[Start of Data shown]
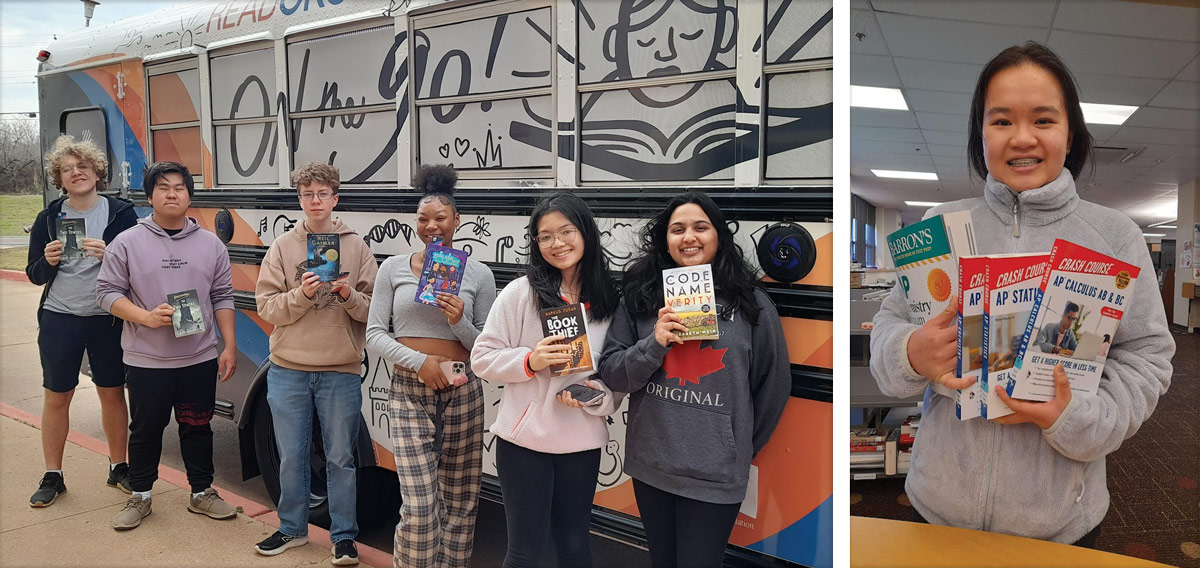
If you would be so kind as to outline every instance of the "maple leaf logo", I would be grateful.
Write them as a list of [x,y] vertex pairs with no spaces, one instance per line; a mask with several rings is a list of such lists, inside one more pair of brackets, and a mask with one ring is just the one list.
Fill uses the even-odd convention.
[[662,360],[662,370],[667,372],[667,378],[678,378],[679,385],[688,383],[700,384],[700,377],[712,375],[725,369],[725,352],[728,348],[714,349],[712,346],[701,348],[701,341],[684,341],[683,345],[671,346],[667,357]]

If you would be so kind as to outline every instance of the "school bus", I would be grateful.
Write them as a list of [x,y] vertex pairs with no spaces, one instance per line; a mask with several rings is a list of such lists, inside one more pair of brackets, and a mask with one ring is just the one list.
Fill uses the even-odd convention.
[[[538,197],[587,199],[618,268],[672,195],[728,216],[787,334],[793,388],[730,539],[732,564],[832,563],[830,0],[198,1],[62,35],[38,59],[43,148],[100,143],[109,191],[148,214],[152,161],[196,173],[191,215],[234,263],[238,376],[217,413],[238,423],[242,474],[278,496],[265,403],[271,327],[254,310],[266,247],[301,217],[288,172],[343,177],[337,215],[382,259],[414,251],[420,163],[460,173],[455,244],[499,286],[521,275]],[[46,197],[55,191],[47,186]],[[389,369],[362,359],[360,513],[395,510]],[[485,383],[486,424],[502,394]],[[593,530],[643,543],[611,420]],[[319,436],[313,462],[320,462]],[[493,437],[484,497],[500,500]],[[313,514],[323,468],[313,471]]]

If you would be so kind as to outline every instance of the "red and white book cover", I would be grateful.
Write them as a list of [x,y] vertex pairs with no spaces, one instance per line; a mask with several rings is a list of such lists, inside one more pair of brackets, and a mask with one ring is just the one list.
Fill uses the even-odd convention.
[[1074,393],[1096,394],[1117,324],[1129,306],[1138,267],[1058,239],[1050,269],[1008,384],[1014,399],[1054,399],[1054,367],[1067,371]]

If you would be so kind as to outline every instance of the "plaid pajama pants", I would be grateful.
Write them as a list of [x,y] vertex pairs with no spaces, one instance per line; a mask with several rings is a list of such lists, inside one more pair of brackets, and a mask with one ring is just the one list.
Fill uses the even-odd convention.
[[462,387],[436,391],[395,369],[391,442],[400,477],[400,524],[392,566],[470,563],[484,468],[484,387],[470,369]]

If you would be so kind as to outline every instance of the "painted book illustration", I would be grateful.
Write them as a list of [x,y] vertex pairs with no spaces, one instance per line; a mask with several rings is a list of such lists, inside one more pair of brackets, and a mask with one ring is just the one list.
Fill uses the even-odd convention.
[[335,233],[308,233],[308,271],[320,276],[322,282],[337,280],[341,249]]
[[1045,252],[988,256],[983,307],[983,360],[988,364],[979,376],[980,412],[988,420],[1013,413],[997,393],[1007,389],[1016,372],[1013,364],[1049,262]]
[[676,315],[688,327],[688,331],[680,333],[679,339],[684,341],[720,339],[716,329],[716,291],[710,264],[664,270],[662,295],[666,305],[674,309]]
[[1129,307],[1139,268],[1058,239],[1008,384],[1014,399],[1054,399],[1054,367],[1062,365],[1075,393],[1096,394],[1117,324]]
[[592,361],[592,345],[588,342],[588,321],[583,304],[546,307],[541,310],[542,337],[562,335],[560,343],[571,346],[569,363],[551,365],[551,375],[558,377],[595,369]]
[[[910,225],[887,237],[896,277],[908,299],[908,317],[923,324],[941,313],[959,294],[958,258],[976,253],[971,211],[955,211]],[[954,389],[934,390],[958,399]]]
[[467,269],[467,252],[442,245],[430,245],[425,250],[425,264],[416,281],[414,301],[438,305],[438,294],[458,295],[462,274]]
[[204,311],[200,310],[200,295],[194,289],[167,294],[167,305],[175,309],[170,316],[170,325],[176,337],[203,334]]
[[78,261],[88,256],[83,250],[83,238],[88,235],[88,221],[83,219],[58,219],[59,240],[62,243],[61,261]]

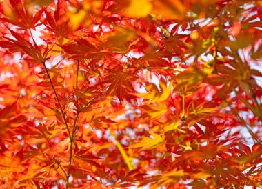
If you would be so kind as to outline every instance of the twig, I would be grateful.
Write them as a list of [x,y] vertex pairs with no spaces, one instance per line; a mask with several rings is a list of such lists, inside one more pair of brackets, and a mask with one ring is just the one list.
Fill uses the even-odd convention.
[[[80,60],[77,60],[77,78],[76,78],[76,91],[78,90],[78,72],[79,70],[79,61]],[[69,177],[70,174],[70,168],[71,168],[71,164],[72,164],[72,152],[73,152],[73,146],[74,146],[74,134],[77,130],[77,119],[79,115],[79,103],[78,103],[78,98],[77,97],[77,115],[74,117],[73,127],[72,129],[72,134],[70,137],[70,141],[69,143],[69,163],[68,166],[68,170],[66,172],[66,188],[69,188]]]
[End of Data shown]
[Start of Data shown]
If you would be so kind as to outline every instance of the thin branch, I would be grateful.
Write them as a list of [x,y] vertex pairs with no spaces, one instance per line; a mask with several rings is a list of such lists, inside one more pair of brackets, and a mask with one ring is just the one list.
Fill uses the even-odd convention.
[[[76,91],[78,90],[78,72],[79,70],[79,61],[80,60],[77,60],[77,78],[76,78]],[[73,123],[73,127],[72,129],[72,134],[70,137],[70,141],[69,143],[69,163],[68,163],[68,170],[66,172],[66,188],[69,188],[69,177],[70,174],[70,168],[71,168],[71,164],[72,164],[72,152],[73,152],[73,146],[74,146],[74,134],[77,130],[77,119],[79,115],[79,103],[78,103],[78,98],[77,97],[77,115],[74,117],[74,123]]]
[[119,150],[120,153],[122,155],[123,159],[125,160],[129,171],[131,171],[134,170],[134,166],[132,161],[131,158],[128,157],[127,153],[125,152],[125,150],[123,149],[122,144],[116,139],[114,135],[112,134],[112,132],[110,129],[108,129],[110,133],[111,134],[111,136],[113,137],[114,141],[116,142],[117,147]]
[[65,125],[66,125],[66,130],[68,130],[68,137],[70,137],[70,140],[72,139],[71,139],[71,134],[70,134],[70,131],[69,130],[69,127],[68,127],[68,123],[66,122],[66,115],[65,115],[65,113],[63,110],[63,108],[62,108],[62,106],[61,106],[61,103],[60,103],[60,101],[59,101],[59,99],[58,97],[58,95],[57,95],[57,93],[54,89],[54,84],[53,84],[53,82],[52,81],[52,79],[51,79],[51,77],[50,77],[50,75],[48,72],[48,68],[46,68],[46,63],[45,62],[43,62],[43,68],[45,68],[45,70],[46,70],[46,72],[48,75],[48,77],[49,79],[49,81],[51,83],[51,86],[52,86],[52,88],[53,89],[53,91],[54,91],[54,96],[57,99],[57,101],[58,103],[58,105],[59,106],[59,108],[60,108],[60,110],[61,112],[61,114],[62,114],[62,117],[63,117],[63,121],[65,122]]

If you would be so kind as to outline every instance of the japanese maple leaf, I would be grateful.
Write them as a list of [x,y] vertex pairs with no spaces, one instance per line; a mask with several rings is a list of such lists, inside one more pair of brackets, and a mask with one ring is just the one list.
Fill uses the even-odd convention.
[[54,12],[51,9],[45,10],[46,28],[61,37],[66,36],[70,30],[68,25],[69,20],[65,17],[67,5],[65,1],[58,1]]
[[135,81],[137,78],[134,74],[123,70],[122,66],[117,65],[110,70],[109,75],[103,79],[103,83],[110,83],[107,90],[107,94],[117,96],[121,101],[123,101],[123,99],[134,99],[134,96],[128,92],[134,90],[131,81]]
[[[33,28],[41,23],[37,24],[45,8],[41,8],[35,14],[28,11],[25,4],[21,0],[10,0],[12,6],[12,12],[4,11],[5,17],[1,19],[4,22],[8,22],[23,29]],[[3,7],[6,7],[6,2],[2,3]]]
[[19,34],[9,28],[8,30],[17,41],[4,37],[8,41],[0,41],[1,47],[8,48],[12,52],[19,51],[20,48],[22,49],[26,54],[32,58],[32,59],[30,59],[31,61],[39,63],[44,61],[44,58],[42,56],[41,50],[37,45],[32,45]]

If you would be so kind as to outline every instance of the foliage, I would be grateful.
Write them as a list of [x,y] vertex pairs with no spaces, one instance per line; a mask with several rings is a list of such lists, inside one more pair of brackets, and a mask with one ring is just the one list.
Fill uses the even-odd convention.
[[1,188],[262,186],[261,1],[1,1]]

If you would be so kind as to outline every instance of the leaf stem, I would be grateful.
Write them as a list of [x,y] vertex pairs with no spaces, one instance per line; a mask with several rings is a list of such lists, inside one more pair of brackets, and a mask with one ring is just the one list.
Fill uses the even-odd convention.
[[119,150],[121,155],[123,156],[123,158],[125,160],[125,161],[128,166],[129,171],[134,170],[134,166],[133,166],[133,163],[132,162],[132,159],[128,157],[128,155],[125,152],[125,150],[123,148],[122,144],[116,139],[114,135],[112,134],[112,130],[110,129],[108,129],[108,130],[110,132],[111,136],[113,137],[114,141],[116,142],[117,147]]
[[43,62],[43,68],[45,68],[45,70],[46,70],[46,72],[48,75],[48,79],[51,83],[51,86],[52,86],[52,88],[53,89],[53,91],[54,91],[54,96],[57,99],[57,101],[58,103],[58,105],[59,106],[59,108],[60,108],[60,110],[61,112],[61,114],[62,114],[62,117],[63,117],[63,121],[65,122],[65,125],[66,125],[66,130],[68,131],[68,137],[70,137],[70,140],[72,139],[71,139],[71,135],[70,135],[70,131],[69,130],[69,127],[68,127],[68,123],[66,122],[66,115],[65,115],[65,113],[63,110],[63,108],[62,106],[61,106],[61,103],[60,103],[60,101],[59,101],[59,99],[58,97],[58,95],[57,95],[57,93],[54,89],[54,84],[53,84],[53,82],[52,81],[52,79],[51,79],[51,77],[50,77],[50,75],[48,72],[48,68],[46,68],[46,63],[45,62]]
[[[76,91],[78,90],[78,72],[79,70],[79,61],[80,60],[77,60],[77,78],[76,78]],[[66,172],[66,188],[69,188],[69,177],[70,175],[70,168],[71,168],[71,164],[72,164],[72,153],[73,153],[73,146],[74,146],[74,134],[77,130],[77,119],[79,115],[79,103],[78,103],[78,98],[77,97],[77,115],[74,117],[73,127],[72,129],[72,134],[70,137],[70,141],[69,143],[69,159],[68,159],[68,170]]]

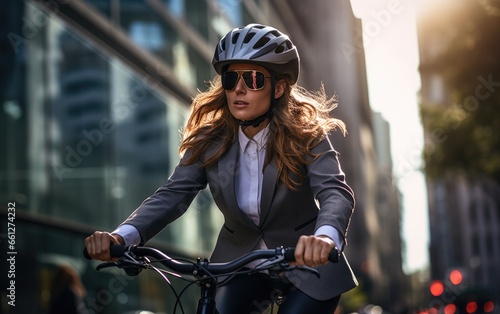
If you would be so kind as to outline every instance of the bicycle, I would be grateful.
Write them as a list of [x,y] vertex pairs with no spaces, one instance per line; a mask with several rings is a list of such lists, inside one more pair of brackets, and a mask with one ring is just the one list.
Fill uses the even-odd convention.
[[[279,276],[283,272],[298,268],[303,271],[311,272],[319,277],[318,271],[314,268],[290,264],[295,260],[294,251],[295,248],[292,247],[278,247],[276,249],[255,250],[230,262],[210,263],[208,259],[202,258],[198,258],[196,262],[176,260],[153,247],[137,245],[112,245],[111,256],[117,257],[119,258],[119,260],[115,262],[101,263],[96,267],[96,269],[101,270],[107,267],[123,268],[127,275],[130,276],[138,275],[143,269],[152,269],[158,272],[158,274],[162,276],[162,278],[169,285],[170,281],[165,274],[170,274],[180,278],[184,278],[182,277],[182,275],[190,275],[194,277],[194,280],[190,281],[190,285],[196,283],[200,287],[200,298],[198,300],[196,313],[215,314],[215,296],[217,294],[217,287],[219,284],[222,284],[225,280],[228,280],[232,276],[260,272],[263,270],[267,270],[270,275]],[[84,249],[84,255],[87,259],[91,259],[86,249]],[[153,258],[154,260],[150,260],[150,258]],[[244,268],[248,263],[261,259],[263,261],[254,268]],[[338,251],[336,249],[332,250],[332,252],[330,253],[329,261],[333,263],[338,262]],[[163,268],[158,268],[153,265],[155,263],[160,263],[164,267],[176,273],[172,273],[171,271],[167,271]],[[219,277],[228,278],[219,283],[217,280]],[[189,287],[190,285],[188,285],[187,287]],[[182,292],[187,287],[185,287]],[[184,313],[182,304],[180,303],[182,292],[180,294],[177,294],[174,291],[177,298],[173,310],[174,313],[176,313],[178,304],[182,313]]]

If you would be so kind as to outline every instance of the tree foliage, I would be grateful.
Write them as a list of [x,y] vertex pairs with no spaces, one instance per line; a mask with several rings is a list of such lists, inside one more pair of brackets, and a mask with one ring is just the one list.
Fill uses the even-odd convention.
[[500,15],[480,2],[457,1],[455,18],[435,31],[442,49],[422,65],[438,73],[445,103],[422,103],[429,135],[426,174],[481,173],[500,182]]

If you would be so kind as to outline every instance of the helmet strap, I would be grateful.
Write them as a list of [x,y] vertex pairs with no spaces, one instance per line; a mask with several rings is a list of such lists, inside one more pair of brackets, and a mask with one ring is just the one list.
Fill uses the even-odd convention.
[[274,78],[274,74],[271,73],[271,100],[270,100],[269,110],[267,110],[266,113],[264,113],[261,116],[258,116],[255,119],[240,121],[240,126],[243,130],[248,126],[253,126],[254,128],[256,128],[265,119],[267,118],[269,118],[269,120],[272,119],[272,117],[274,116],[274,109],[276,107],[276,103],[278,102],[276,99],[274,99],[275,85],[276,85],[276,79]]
[End of Data shown]
## Work to complete
List every line of the listing above that contains the word "foliage", with case counting.

## Full response
If you would be so kind as to outline every instance of the foliage, I would be grateful.
If you would be so kind as to outline every instance of the tree foliage, I would be grateful.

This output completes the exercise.